YOUR TASK:
In the excerpt about Akihabara, what did one wag observe about the police presence there?

— start of SELECTED EXTRACT —

465_dunst_2983742423Later chapters chronicle Galbraith’s personal assimilation into the fanboy shopping district of Akihabara, where for a while he famously became the go-to guide for foreign tourists and for media film crews in search of a cheap punchline. “I was part of things,” he shrugs in a special anthropology gag, “which I take to be a necessary component of participant observation.” This gives him a front-row seat on the sudden focus on otaku habits as some sort of cultural export, as government policy wonks try to muscle in on a past-time that they have previously ridiculed. There’s fascinating account here of the subsequent conflict over Akihabara, as some tried to welcome the otaku, and others tried to push them out, while a third group of faux-otaku tried to capitalise on all the through-traffic. Cool Japan, warned one commentator, risked becoming Porno Japan, while one wag observed that the police presence in harmless Akihabara was now larger than in gangster-controlled Kabukicho.

— end of SELECTED EXTRACT —
— start of ENTRIES —

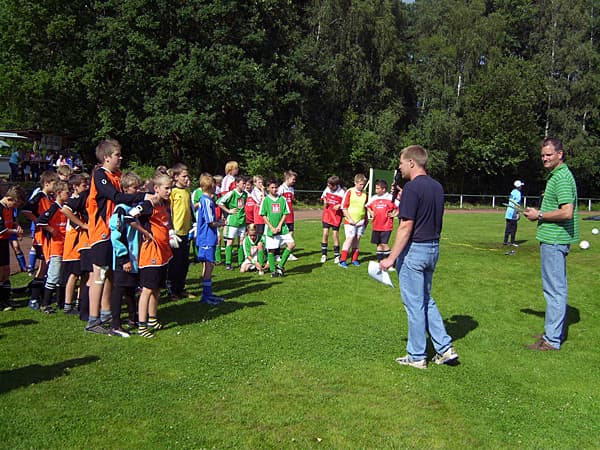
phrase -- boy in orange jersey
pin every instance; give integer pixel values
(13, 198)
(155, 255)
(39, 202)
(105, 193)
(75, 238)
(54, 224)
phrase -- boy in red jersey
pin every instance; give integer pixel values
(54, 224)
(332, 216)
(383, 210)
(14, 197)
(155, 255)
(105, 194)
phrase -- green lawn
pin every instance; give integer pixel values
(307, 361)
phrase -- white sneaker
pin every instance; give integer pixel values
(446, 357)
(406, 361)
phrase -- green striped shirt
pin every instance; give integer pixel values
(560, 190)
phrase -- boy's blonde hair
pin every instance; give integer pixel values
(162, 179)
(48, 177)
(177, 169)
(289, 174)
(207, 183)
(106, 148)
(61, 186)
(16, 193)
(130, 179)
(64, 171)
(231, 166)
(360, 177)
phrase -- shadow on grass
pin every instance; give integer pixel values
(195, 311)
(458, 326)
(37, 373)
(572, 318)
(18, 323)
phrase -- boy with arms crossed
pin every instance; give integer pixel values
(275, 209)
(233, 203)
(105, 193)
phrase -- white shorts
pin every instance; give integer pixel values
(233, 232)
(277, 241)
(354, 230)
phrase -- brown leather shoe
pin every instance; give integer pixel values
(542, 345)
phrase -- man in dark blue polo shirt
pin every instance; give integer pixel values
(416, 249)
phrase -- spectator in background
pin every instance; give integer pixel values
(13, 162)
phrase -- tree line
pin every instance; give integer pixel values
(321, 87)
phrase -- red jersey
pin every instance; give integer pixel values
(53, 244)
(157, 252)
(257, 195)
(381, 206)
(331, 199)
(287, 192)
(105, 194)
(249, 209)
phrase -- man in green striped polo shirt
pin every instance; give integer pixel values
(558, 228)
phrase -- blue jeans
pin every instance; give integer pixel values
(416, 265)
(554, 285)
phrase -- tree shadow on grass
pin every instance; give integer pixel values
(572, 318)
(37, 373)
(195, 311)
(18, 323)
(458, 326)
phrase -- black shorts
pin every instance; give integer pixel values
(329, 226)
(72, 267)
(4, 252)
(85, 259)
(125, 279)
(101, 253)
(380, 237)
(153, 277)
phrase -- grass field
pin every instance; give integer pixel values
(307, 361)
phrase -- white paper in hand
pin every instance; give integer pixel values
(376, 273)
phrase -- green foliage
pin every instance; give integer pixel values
(322, 87)
(307, 361)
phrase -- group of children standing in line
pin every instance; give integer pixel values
(119, 237)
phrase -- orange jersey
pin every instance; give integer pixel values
(157, 252)
(53, 245)
(105, 194)
(76, 238)
(7, 221)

— end of ENTRIES —

TASK SOLUTION:
The police presence in harmless Akihabara was now larger than in gangster-controlled Kabukicho.